### Text provided
· · · · ·

# Help deciding on which panel/company



## dja950 (Jul 22, 2015)

I'm going to try to keep this somewhat brief. Went to a solarize workshop for Cny (central new York) called solarize CNY which is offering group purchasing rates. Fast forwarding to the end where I need the assistance, they preselected three companies for the installation making sure each company was reputable, but each company is offering a minor variation in the panals. 

Company one: Panal: Solarworld 250 watt mono (14.9% efficient) 
                        inverters: SMA sunny boy
                        Price per watt: $2.99
                        Optional panal: Solarworld 285 additional $.30 per watt or sunpower 327 e20 for $1.30 per watt

Company two: Panal: solarworld xl320 mono (16% efficient)
                        inverters: fronius 
                        price per watt $2.90    
                        optional panal: Axitec 310 at -$.10 a watt, (10 cents less a watt)

Company three: panal: winaico wst-p6 260 watt poly 
                          Inverters: sma sunnyboy
                          price per watt: $3.09


For all companys enphase microinverters add $0.25 per watt. 

Im leaning towards company two with the solarworld xl320, would like some advice. Looking at approx. 10kw worth of panals to go on a southwest facing pole barn roof that's 40x60, the 60ft side facing the southwest on a 5/12 pitch.

These prices are the base prices before the tax incentives, and the nyserda credit of .60 cents a watt


----------



## Circus (Jul 22, 2015)

Hmm, prices sound to close to be a coincident. Just thinking.out loud.
Partial shading? Partial shading kills series wired arrays.

· · · · ·

### Recorded information

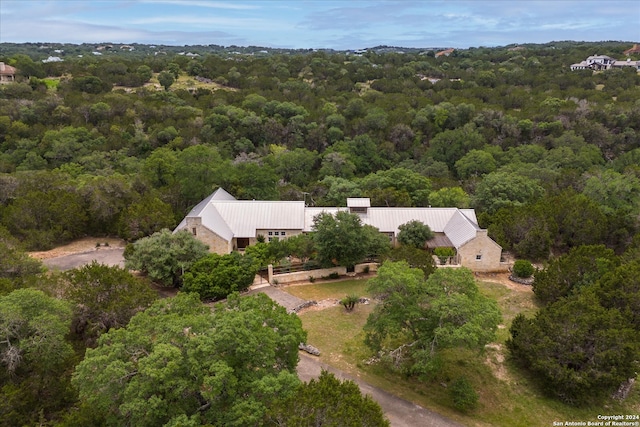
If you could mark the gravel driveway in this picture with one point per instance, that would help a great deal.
(108, 256)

· · · · ·

### Problem description
From the solar panel thread, extract the passage that starts at the words "inverters: fronius" and ends after "less a watt)". Rely solely on the solar panel thread and leave the listing aside.

### Expected answer
inverters: fronius 
                        price per watt $2.90    
                        optional panal: Axitec 310 at -$.10 a watt, (10 cents less a watt)